[[ Given passage open ]]

Trends in Otitis Media and Mastoiditis
Mastoiditis is uncommon, and fewer than one third of children who develop it have recent diagnoses of AOM.
Has the watch-and-wait approach to managing children with acute otitis media (AOM) increased the incidence of mastoiditis? Investigators used a general practice U.K. database of more than 2.5 million children (age range, 3 months to 15 years) to examine trends in diagnosis of AOM and mastoiditis from 1990 through 2006.
Of 854 children with diagnoses of mastoiditis, only 36% had received diagnoses of AOM during the previous 3 months. During the 16-year study, the incidence of mastoiditis remained stable (average incidence, 1.2 per 10,000 child-years), whereas the incidence of AOM diagnoses declined 34%, and the proportion of children with AOM who were treated with antibiotics declined significantly from 77% to 58%. Risk for developing mastoiditis was 53% lower in children with AOM who received antibiotics than in children with AOM who did not receive antibiotics (1.8 vs. 3.8 per 10,000 episodes). However, the authors estimate that 4831 children with AOM would have to be treated with antibiotics to prevent one case of mastoiditis.

[[ Given passage closed ]]

* Your tasks *
1. Please repeat the part of the otitis media passage that opens with the words containing "Trends in Otitis" and closes with "1990 through 2006.", switching "watch-and-wait approach" to "wait-and-see approach".
2. Write out each percentage figure that appears in the otitis media passage.

[[ Source information open ]]

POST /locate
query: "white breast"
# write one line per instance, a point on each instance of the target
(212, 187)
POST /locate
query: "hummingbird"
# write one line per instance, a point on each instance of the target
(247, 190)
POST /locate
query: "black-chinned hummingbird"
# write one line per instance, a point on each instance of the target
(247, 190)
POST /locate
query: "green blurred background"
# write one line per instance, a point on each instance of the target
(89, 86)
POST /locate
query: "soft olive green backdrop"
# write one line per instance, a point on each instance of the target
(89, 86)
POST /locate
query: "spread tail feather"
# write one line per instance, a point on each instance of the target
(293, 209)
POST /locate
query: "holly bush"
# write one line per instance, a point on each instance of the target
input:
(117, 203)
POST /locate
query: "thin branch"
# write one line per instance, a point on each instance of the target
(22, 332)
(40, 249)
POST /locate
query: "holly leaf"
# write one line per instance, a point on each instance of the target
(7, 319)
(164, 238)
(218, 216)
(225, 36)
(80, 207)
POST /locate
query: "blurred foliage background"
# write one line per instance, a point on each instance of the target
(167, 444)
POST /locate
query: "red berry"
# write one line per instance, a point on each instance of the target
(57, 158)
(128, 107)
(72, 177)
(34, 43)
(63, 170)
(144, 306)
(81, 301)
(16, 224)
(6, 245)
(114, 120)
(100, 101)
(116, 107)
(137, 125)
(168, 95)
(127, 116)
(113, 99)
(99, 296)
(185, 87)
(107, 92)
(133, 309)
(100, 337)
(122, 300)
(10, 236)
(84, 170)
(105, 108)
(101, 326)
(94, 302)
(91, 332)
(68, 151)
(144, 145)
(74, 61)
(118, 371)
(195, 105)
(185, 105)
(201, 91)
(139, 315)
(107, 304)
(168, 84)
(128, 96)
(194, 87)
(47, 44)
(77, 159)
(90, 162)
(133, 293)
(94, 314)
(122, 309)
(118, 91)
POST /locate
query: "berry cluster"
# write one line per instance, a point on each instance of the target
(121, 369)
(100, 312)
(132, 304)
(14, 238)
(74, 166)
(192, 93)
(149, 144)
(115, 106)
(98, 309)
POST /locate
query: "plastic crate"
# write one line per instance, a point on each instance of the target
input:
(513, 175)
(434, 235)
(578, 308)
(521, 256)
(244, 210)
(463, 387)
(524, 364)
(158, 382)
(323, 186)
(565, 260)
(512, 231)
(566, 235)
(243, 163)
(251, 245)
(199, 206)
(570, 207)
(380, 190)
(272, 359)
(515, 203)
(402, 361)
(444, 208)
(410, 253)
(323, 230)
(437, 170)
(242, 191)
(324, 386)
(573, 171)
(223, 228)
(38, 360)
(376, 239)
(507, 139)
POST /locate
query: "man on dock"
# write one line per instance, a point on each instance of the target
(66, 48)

[[ Source information closed ]]

* Answer list *
1.
Trends in Otitis Media and Mastoiditis
Mastoiditis is uncommon, and fewer than one third of children who develop it have recent diagnoses of AOM.
Has the wait-and-see approach to managing children with acute otitis media (AOM) increased the incidence of mastoiditis? Investigators used a general practice U.K. database of more than 2.5 million children (age range, 3 months to 15 years) to examine trends in diagnosis of AOM and mastoiditis from 1990 through 2006.

2. 36%, 34%, 77%, 58%, 53%